残暑お見舞い申し上げます。
日本ではお盆シーズン、海外では夏休暇による市場参加者の減少で、マーケットは流動性が薄く、仕掛けが入りやすく値が飛ぶ時期です。
8月のドル円相場は、97円88銭に始まり、米国の7月雇用統計への改善期待でつけた99円95銭を高値に日経平均と共にじりじりと下げ、95円81銭安値をつけました。直近は98円台に戻していますが、今月は3ケタの値はつかず、上値の重い相場展開です。
上値が重い背景には、ドルの要因と円の要因があると思います。
米ドルは、7月初旬に量的緩和QE3の早期縮小を材料にほぼ全ての主要通貨に対して上昇。7月9日には、主要通貨のバスケットに対するドル指数は 84.75という当面の高値をつけました。その後は、米国債市場における長期金利の急激な上昇や株価の反落を懸念したのか、米金融政策当局者たちからマー ケットの過度の反応を和らげるような発言も多く聞かれ、一時2.77%まで上昇した10年物国債は2.5%台まで戻し、通貨市場でも米ドルは下落しまし た。
円サイドの要因は、来年度の消費税引き上げ見送りの可能性、日本の財政再建への懸念があげられます。
消費税引き上げは、安倍総理が見識者からの意見を聞きながら9月に決定する予定だそうで、12日に発表された第2四半期のGDP速報値も参考材料とされ ています。事前予想が3.6%、4%という声もありましたので2.6%は予想よりは低いものの、政府の一部からは増税に向け前向きなコメントもありまし た。
周辺では、アベノミクス有力ブレインである浜田氏からは引き上げ延期、日銀総裁・黒田氏からは引き上げとデフレ脱却の両立可能など、諸意見が聞こえてきました。

| 提供資料 |

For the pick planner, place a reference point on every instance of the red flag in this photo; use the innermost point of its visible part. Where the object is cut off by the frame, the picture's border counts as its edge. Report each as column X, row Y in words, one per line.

...

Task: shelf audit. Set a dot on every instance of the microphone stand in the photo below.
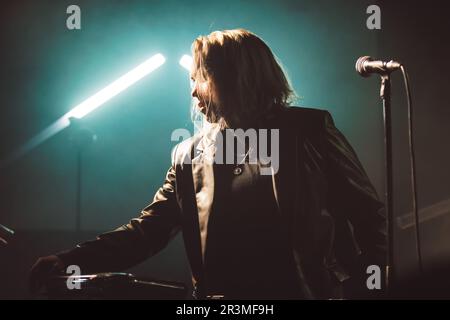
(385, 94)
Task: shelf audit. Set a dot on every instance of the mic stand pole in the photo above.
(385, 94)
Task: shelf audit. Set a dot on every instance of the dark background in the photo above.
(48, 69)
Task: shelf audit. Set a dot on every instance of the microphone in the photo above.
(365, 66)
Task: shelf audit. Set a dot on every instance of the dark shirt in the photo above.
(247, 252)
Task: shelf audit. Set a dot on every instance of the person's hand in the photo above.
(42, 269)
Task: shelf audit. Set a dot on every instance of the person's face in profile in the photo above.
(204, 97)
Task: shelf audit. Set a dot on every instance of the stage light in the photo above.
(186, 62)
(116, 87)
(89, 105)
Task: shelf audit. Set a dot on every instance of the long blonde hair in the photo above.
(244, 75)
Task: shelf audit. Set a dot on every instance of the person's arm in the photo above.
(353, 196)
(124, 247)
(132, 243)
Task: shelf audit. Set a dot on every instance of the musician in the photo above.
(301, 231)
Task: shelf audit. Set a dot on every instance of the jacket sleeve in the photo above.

==

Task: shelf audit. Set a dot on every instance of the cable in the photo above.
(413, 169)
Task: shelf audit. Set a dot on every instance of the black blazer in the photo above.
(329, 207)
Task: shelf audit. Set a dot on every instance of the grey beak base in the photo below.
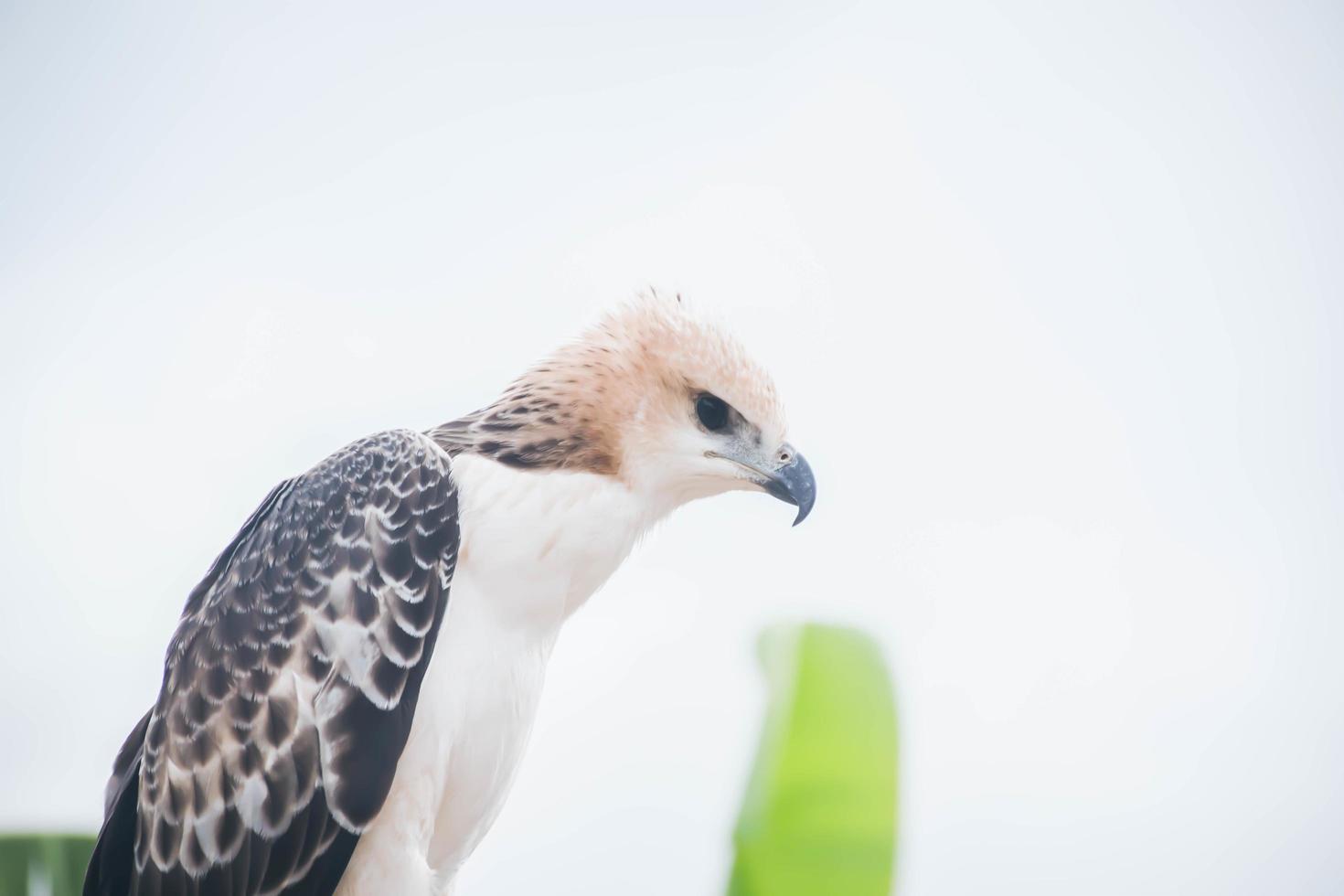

| 課題 |
1 – ドル円相場の本文から、「残暑お見舞い申し上げます。」を含む語句で始まり「ず、上値の重い相場展開です。」で終わる部分を、一字も変えずに書き写すこと。
2 – ドル円相場の本文について、次の(a)〜(c)が合っているかを判断すること。それぞれ「はい」か「いいえ」で答え、決め手となる本文の語句をそのまま引用する。
(a) 8月のドル円相場の安値は95円81銭だった。
(b) 第2四半期のGDP速報値は事前予想を上回った。
(c) 黒田氏は消費税引き上げの延期を唱えた。
3 – ドル円相場の本文の最後の文を受けて、その先を書き継ぐこと。

| 回答一覧 |
1 –
残暑お見舞い申し上げます。
日本ではお盆シーズン、海外では夏休暇による市場参加者の減少で、マーケットは流動性が薄く、仕掛けが入りやすく値が飛ぶ時期です。
8月のドル円相場は、97円88銭に始まり、米国の7月雇用統計への改善期待でつけた99円95銭を高値に日経平均と共にじりじりと下げ、95円81銭安値をつけました。直近は98円台に戻していますが、今月は3ケタの値はつかず、上値の重い相場展開です。

2 –
(a) はい。「95円81銭安値をつけました」
(b) いいえ。「2.6%は予想よりは低い」
(c) いいえ。「日銀総裁・黒田氏からは引き上げとデフレ脱却の両立可能」

3 –
8月9日の日経新聞記事にあった「財政再建 具体策先送り」も、日本政府に問われる政策実行力への疑問符という意味で、日本株買い・円安というセット取引にマイナスに働きました。
ねじれ国会も解消、今後の選挙予定がないことから長期政権が予想される安倍政権。「決められない政府」のレッテルは、特に海外投資家からの落胆、日本株売り、円買い方向に動く可能性が高いでしょう。
アベノミクスに理解を示してきた海外政府やIMF等の国際機関も、条件として財政規律の改善をあげてきましたので、消費増税見送りの影響は大きいと思います。
予定通り消費増税実施が決まった場合には、期待インフレ率の上昇、景気への配慮として金融政策を動員する可能性も加わり、円安要因となるでしょう。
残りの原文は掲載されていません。